### EXERCISE OBJECTIVE
Reproduce word for word everything in the data below, from the line containing "Where can the wooden spoon be" down to the end of the data.

┏━━

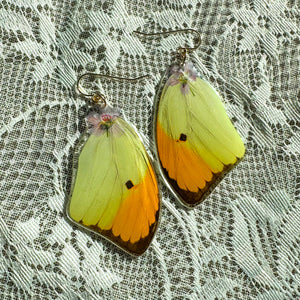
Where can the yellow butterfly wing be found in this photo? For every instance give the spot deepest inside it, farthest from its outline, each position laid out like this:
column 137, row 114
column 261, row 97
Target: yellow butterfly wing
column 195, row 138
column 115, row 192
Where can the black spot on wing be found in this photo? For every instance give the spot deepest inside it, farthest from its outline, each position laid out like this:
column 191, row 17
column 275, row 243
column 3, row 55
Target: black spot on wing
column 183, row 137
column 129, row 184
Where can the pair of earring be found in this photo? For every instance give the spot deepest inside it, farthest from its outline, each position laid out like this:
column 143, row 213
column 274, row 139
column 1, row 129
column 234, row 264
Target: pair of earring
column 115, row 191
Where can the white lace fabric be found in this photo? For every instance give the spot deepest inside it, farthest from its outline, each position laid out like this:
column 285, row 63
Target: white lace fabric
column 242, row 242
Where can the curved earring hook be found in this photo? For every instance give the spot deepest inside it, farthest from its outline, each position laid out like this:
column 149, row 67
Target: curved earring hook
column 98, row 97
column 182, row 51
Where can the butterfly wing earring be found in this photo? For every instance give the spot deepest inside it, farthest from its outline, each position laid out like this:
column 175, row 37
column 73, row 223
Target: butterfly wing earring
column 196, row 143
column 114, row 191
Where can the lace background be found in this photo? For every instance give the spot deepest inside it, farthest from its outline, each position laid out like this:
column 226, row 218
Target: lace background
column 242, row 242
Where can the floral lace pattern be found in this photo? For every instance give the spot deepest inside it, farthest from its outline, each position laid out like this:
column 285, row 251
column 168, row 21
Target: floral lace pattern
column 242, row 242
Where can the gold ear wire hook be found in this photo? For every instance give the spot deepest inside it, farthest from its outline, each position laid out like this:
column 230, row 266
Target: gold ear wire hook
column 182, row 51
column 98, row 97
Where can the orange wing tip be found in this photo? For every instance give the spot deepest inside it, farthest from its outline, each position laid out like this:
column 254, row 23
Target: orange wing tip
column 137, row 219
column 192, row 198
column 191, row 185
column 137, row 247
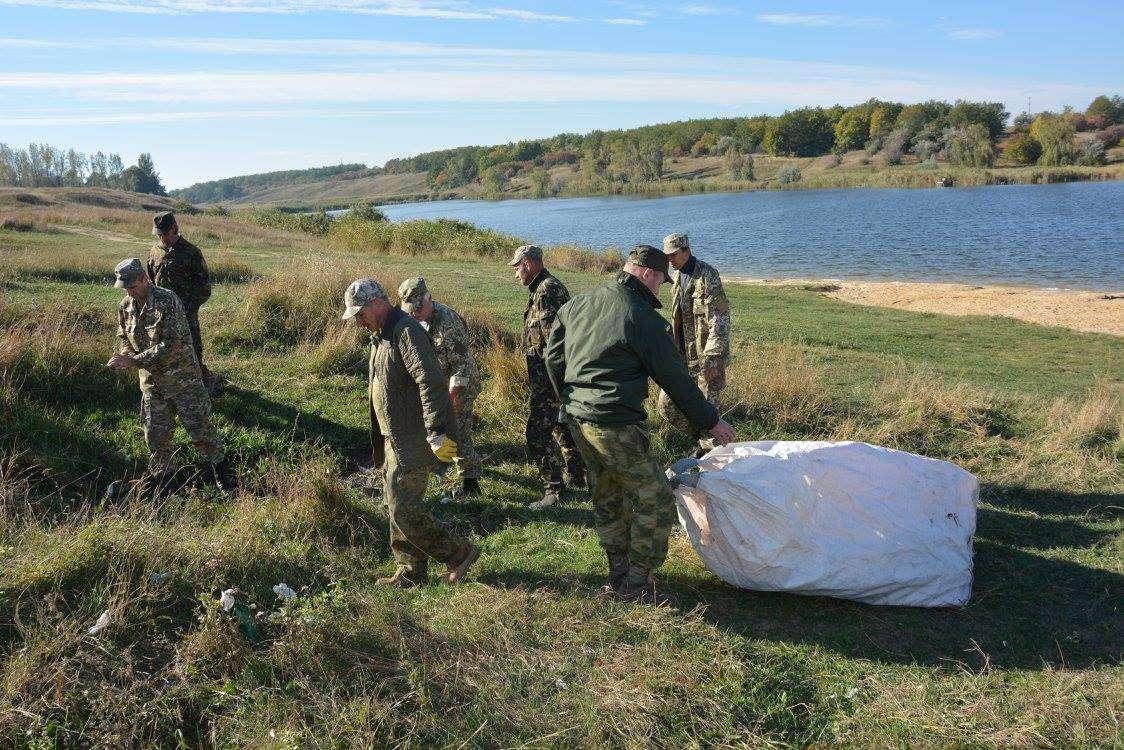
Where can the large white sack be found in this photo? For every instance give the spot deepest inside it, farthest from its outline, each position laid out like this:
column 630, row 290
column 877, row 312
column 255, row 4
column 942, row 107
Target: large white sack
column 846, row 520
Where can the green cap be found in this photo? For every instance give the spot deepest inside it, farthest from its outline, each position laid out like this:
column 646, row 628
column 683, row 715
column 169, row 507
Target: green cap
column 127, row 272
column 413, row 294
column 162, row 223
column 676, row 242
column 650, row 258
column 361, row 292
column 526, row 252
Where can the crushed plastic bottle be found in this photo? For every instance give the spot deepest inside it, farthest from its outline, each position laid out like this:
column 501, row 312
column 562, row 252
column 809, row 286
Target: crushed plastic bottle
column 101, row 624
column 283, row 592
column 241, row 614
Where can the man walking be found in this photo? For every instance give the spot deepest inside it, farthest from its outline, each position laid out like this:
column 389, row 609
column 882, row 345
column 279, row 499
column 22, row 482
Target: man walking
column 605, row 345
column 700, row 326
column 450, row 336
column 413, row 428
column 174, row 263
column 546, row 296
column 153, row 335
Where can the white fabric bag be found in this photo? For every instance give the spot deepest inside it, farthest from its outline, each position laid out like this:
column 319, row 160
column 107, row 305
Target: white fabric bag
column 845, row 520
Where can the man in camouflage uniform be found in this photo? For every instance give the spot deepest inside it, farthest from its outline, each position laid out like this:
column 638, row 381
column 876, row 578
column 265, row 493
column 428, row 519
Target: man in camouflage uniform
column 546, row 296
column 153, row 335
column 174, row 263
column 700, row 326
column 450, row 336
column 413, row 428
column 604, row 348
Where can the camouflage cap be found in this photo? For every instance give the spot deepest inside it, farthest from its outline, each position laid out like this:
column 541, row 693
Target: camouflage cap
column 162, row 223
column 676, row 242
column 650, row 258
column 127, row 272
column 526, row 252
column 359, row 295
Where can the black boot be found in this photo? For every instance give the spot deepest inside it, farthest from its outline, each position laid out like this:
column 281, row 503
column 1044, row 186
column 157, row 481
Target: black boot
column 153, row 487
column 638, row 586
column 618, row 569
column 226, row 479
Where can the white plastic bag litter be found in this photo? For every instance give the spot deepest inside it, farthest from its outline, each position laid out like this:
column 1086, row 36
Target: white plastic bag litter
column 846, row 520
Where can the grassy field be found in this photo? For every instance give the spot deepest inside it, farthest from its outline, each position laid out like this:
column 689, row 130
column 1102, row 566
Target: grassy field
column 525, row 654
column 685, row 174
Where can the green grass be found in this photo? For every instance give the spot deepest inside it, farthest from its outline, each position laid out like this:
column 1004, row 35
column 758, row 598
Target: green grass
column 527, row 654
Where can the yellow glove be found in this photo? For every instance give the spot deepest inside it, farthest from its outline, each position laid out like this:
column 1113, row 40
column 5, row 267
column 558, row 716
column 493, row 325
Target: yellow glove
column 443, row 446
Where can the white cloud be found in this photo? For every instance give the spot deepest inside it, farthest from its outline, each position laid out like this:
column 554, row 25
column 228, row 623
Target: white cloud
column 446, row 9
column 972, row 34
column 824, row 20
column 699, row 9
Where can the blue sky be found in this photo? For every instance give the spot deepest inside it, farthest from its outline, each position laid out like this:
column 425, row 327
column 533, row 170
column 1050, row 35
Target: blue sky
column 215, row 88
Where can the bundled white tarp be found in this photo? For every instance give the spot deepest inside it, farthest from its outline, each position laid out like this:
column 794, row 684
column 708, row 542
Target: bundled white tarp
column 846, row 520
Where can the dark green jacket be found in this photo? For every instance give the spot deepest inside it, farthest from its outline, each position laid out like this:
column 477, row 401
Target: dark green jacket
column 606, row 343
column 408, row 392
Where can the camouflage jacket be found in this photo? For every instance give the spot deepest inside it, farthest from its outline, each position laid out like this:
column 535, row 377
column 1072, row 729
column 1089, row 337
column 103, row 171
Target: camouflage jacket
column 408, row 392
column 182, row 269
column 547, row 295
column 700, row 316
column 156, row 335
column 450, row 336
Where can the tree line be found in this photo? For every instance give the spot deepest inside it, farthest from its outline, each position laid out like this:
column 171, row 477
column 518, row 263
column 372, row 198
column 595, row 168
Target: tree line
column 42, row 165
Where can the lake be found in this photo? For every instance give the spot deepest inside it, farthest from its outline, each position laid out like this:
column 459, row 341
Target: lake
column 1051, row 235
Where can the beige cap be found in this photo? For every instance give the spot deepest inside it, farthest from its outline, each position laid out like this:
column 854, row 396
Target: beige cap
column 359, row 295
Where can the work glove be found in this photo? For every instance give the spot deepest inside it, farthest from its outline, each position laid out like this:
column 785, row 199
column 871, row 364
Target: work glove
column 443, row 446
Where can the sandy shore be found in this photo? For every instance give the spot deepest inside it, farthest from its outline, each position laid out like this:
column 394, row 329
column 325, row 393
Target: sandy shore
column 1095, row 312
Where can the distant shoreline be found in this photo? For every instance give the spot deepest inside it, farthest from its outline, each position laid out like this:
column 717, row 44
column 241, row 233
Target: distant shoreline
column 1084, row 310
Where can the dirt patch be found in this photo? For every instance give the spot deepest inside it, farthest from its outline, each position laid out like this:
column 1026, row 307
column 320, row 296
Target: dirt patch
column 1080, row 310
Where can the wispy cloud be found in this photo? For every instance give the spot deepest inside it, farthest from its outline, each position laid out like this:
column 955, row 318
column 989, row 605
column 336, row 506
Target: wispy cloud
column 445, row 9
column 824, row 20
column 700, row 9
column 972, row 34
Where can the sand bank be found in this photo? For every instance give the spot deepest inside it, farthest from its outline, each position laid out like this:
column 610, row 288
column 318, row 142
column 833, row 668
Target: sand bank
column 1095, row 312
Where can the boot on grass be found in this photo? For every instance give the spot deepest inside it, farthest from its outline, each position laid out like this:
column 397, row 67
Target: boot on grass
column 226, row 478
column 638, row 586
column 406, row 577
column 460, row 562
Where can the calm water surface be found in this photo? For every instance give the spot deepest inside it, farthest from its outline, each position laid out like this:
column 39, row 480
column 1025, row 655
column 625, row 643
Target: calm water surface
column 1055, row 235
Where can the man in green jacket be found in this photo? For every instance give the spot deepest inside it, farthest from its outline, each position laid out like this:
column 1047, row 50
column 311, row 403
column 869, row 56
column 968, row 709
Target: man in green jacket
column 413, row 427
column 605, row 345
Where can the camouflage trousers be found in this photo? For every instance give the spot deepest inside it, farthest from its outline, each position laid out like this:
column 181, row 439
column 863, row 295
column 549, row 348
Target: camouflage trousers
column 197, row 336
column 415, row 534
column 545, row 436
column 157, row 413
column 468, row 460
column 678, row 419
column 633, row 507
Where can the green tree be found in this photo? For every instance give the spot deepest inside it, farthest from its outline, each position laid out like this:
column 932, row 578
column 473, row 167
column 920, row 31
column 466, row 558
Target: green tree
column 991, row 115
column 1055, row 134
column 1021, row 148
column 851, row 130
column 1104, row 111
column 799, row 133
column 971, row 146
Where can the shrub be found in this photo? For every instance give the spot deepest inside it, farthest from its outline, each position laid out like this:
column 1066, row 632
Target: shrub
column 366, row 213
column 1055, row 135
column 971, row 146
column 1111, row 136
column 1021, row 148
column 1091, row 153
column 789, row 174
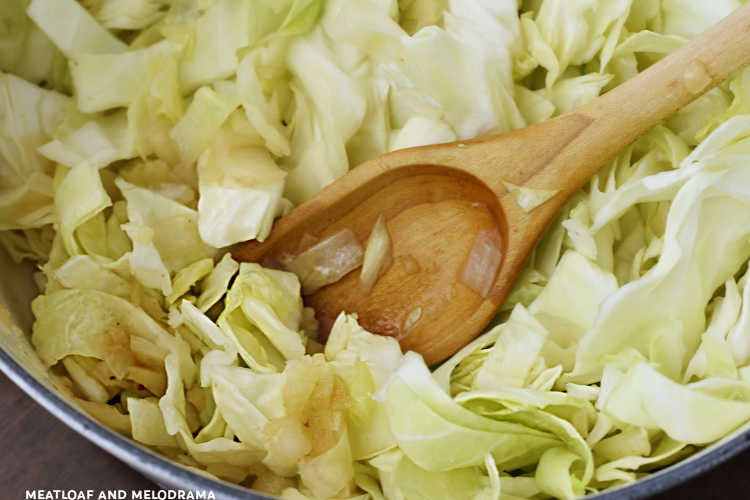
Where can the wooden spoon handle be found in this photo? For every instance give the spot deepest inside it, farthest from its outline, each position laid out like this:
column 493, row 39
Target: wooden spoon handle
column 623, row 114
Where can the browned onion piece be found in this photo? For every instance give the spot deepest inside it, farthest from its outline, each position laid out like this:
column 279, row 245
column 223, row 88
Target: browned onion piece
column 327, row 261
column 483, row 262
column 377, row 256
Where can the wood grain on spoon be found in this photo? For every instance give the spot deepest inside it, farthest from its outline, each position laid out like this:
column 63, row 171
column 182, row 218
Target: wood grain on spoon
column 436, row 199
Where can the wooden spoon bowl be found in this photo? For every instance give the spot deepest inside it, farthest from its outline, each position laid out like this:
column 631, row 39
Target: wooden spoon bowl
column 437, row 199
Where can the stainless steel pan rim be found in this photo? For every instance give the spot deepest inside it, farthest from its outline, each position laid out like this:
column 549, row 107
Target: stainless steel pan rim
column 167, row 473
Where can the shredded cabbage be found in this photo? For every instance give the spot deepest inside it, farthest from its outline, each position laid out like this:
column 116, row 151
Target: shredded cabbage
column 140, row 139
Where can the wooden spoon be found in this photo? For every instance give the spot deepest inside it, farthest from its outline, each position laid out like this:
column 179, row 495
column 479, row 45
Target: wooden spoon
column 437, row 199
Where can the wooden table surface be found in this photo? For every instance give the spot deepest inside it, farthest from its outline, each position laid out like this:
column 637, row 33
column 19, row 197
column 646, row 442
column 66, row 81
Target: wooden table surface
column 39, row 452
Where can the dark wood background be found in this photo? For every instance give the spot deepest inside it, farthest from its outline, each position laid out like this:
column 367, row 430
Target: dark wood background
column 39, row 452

┗━━

### RESPONSE TO THIS TASK
Where can the wooden spoon be found in this photo? For every instance give the spot deepest inside it, farthest from its outline, each position laid out like this:
column 179, row 495
column 479, row 45
Target: wooden spoon
column 437, row 199
Where can the wooden table surface be found in this photo? For every instance give the spot deepest inside it, farthest from its outline, each position laid out like this:
column 637, row 33
column 19, row 197
column 646, row 442
column 66, row 81
Target: wooden table surface
column 39, row 452
Where can the dark wood background be found in this photo? For every instance give the spot deepest inside it, farthest from its outline, each position laid out like this:
column 367, row 430
Target: dark wood background
column 39, row 452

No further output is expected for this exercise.